**TASK TO CARRY OUT:**
What you return should be the complete listing, unchanged, with no pictures in it.

**PROVIDED ENTRIES:**
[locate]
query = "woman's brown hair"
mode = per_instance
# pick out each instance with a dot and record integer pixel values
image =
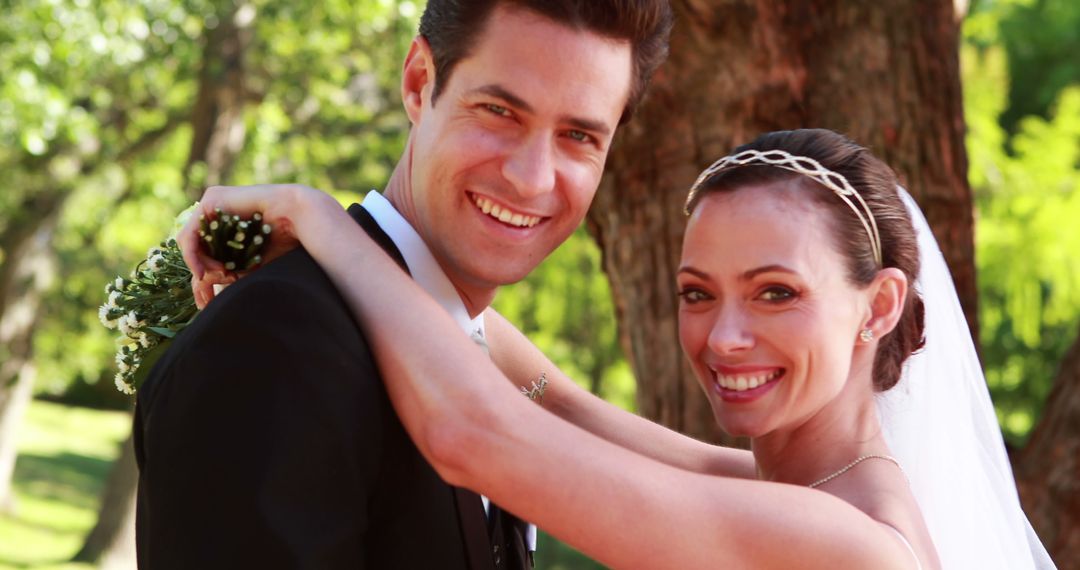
(877, 186)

**ANSWER SECTION:**
[locate]
query = "woman's brown hair"
mode = per_instance
# pick out each instance with a dot and record integer pixel values
image =
(877, 186)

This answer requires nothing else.